→ **Selected passage**
>> Start
# Panel Conversion - Towing a Car!



## Addie (Aug 5, 2008)

Was clearing out my old phone and thought I'd share this picture of an Adria Twin towing a car. Defeats the object of a 6m panel van conversion (in my opinion), it seems the owner thought so too as the plate is now on a large Adria Coral.


----------



## ActiveCampers (Jun 17, 2005)

lol! I saw this thread and I was just about to forward it to you.....

Hows yours?


----------



## SpeedyDux (Jul 13, 2007)

I remember seeing a red Smartie behind an AS Trooper, in France, in 2008. Sadly I don't have a photo of it. 


SD


----------



## camper69 (Aug 30, 2007)

Addie said:


> Was clearing out my old phone and thought I'd share this picture of an Adria Twin towing a car. Defeats the object of a 6m panel van conversion (in my opinion), it seems the owner thought so too as the plate is now on a large Adria Coral.
>> End
→ **Data extract**
>> Start
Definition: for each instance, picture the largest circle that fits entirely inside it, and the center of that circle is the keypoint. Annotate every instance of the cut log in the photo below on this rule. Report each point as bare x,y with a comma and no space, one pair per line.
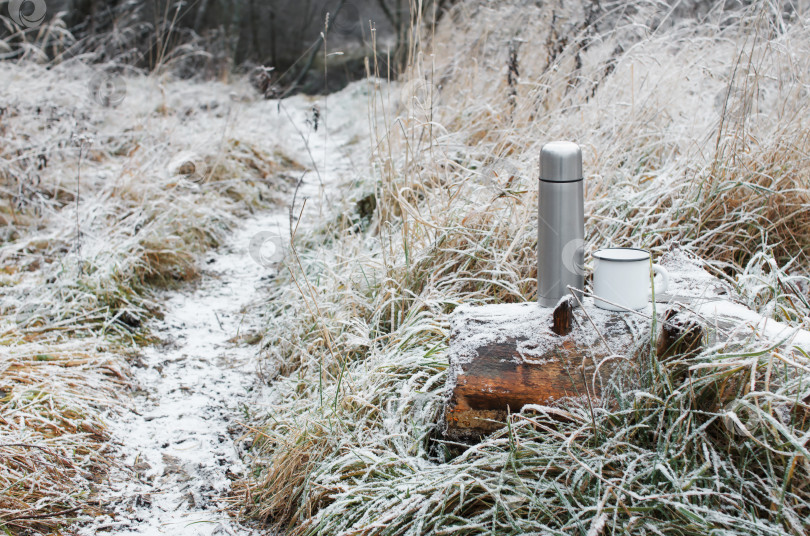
>> End
Pick up the forum thread about a panel van conversion towing a car and continue it from its final line, starting with camper69's reply to the quoted post.

→ **Task result**
> [/img]


I just hope you weren't driving :wink:

Derek


----------



## Sprinta (Sep 15, 2010)

camper69 said:


> Addie said:
> 
> 
> > Was clearing out my old phone and thought I'd share this picture of an Adria Twin towing a car. Defeats the object of a 6m panel van conversion (in my opinion), it seems the owner thought so too as the plate is now on a large Adria Coral.
> ...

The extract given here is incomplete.